GIVEN TEXT ▸

= = = =

Whitewall caught up with Sans to learn more about the discoveries made in dialogue.
WHITEWALL: How and when did you decide to focus on Cuban artists?
JÉRÔME SANS: This project was born from my encounter with Laura Salas Redondo in Paris, an emerging and talented curator from Cuba. We found together that there was an urgent need for Cuba to acquire a visual and theoretical tool on this effervescent Cuban artistic scene that was still unknown to the outside world and difficult to understand.
Cuban artists who have an international recognition such as Tania Bruguera or Los Carpinteros, for example, are still just a few, and we thought it was really the moment to make light on this artistic scene and its strong identity.
Thus, by crossing our two visions of Cuban culture—from inside and outside—and our two generations, Laura and I selected the 28 artists gathered in Cuba Talks after a series of frantic meetings in their studios in Cuba held in the summer of 2017. We spent a long time in Cuba one year after Barack Obama’s historic visit to Havana with Raúl Castro on March 20, 2016, announcing the political rapprochement between Washington and Cuba, in order to develop the premises of what this book would become. To convey the extreme vitality of this artistic scene, the text has been rapidly shaped within a period of one year, through a steady dialogue between artists from different cities like Havana, Miami, Madrid, Barcelona…
WW: As you say, this is an art scene not as widely known. Can you paint a picture for us?

= = = =

INSTRUCTION A ▸ According to the interview, how many artists did Laura Salas Redondo and Jérôme Sans select for Cuba Talks?

= = = =

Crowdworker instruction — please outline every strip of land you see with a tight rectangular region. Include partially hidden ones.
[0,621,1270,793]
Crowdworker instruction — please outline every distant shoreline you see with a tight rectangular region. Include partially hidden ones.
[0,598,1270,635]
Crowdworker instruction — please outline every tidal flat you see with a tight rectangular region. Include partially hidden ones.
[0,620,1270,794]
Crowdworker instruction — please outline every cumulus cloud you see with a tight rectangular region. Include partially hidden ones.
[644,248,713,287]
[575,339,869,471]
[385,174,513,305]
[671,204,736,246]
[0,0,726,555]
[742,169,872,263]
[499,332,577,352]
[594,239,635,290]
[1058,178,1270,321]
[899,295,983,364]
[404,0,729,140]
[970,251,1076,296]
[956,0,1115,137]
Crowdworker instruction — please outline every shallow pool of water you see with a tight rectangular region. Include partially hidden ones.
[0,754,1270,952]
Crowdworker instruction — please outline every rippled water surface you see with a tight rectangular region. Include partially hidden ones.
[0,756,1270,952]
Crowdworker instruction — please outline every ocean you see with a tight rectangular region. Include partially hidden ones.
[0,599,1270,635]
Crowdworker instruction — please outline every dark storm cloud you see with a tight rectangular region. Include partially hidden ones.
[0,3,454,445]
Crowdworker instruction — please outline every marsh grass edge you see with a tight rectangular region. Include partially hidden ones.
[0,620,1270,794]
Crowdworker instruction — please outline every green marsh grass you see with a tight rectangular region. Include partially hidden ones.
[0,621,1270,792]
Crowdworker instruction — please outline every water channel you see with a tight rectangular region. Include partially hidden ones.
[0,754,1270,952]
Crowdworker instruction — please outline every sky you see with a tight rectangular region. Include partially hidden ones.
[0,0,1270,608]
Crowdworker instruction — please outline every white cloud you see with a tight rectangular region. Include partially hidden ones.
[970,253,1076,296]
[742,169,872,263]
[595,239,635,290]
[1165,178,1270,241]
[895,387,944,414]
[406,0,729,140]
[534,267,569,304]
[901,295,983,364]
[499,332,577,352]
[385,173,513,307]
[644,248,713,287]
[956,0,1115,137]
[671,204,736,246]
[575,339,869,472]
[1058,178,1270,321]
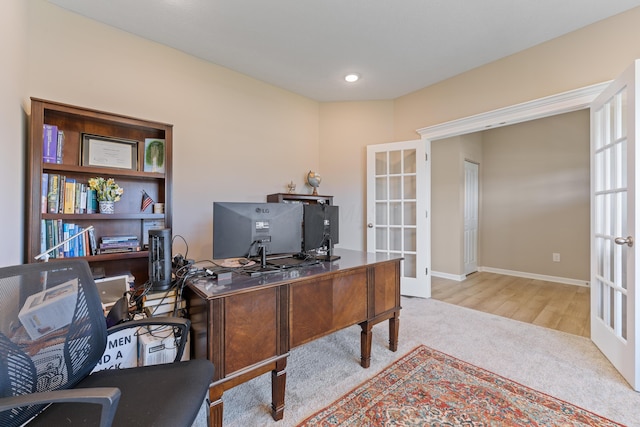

= = = =

INSTRUCTION B ▸ Convert the entries, from their first line through the line containing "[0,598,1270,635]", into a two-column CSV with the headers instruction and box. Each entry gets one row, with each value in a quoted field and any line breaks replaced by spaces.

RESPONSE A ▸ 28

RESPONSE B ▸
instruction,box
"Crowdworker instruction — please outline every strip of land you see with a tight rectangular region. Include partially hidden ones.","[0,621,1270,793]"
"Crowdworker instruction — please outline every distant shoreline you see with a tight rectangular region. Include partially hidden ones.","[0,598,1270,635]"